CONSIGNA
Responda estas preguntas sobre el texto acerca del video navideño de un periodista:
(a) ¿Qué música sonaba de fondo en el video?
(b) ¿Cómo respondían en el video a las personas que aparentemente pretendían asaltar a otras?
(c) Según el segundo párrafo, ¿qué borra mostrar el desprecio por la vida?

FRAGMENTO DEL DOCUMENTO
Hace unos días, un popular periodista de un popular medio local posteó su video-saludo navideño: una secuencia de imágenes violentas en las que unas personas aparentemente pretendían asaltar a otras –en realidad no deja de ser una suposición, pues en las secuencias de videos de seguridad se mira a unos tipos aproximándose a otros o escabulléndose dentro de edificios– y como respuesta recibían disparos o eran arrolladas con vehículos. La música de fondo era una tonada navideña que igual no aplacaba todo el desprecio que por la vida evidenciaba el popular periodista, al resaltar la venganza como acto heroico o de justicia. Más o menos como justificar la vigencia de la pena de muerte por el “intento” de robo. Más o menos como apagar el fuego de la impotencia y la iracundia con sangre ajena. Más o menos como no entender para qué y por qué del periodismo.

Y pensaba que tal vez esa indignación, rabia e impotencia del ciudadano común son justificables en medio del ambiente de inseguridad que reina en el país del encuentro, donde a cada paso encontramos delitos, robos y asaltos. Pero mostrar el desprecio por la vida, en medio de nuestro rol de multiplicadores y amplificadores de mensajes, formadores de opinión pública y perros guardianes de la democracia, borra la credibilidad. La buena fe.

EXTRACTOS DE DATOS
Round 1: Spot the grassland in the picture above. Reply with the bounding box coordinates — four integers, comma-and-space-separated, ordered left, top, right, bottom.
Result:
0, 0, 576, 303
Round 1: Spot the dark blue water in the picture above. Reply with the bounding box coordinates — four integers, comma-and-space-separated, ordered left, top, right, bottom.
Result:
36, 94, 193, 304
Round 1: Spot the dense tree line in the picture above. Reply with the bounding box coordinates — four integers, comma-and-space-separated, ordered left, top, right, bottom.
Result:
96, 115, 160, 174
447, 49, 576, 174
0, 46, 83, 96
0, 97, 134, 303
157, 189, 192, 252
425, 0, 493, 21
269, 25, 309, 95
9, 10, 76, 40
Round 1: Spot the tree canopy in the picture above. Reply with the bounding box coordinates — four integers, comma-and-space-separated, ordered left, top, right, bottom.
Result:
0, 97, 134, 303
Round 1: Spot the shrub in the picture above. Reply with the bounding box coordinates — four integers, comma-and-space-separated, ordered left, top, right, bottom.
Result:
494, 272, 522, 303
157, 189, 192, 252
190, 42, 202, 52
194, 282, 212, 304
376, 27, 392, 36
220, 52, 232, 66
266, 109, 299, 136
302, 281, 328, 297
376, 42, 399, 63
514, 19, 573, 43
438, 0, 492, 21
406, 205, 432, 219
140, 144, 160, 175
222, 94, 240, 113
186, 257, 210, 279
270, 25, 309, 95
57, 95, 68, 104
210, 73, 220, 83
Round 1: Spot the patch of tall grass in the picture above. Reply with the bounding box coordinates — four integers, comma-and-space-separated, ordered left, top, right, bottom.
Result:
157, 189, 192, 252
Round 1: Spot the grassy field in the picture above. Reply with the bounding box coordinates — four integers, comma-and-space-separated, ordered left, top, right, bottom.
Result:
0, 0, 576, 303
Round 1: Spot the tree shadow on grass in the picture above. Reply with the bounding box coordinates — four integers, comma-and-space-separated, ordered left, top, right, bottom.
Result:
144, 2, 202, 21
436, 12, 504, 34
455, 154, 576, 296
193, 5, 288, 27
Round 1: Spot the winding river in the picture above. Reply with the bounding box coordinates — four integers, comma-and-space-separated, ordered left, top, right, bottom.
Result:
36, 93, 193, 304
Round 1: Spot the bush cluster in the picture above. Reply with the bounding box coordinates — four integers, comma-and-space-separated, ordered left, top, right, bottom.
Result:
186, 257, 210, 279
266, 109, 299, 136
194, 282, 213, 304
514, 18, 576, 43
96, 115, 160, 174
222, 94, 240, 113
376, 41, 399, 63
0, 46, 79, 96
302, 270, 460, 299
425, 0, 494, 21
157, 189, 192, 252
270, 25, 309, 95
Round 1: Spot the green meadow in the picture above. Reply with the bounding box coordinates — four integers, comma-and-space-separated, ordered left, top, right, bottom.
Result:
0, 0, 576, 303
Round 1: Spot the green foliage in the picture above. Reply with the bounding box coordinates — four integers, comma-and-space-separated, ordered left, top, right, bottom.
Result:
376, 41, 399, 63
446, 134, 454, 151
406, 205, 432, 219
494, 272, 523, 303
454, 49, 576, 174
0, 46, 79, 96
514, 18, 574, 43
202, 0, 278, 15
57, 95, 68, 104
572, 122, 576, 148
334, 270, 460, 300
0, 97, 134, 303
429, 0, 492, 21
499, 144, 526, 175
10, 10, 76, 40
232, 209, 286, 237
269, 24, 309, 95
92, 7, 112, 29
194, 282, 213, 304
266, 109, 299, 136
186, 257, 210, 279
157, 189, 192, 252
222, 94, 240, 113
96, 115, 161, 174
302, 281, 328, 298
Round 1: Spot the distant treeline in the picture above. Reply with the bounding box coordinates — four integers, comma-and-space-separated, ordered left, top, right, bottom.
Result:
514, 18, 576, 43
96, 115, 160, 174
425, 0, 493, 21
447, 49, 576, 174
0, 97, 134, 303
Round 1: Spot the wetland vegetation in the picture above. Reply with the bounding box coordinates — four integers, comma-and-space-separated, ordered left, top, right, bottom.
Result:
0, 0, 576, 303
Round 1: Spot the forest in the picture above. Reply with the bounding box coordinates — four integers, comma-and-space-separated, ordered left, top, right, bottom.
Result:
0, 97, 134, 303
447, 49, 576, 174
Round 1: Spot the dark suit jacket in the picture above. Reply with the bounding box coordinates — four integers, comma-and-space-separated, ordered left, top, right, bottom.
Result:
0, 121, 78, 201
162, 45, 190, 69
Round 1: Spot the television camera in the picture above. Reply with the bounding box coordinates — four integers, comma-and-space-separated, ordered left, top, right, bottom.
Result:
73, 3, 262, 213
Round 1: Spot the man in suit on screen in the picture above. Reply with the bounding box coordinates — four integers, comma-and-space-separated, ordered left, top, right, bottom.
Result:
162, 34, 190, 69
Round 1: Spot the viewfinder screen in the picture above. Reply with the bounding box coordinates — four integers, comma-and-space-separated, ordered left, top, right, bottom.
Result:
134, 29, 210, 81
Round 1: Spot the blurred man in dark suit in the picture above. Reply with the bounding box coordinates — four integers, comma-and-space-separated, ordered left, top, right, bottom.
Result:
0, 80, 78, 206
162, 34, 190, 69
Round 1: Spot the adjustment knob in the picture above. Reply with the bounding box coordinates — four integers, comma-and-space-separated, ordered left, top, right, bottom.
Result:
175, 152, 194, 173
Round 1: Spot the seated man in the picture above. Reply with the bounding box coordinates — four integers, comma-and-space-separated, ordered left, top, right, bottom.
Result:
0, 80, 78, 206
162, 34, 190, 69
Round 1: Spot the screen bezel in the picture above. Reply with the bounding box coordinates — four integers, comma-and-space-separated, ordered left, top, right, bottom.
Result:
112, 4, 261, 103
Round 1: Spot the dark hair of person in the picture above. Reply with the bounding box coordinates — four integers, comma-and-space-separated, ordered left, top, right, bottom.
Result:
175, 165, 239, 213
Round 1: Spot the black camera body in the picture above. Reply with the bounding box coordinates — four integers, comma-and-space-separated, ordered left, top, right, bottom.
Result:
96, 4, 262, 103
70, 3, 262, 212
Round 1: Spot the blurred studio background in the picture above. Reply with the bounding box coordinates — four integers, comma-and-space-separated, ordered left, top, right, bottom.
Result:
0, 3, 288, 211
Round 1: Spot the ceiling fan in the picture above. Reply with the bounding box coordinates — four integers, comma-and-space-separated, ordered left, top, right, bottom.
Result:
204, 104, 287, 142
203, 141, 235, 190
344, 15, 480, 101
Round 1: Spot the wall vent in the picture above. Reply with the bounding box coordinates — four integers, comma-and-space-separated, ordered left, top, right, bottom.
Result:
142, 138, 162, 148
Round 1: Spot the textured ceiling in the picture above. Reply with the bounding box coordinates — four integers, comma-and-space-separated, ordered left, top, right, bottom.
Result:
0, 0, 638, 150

RESULTADO DEL EJERCICIO
(a) Sonaba de fondo una tonada navideña.
(b) Recibían disparos o eran arrolladas con vehículos.
(c) Mostrar el desprecio por la vida borra la credibilidad, la buena fe.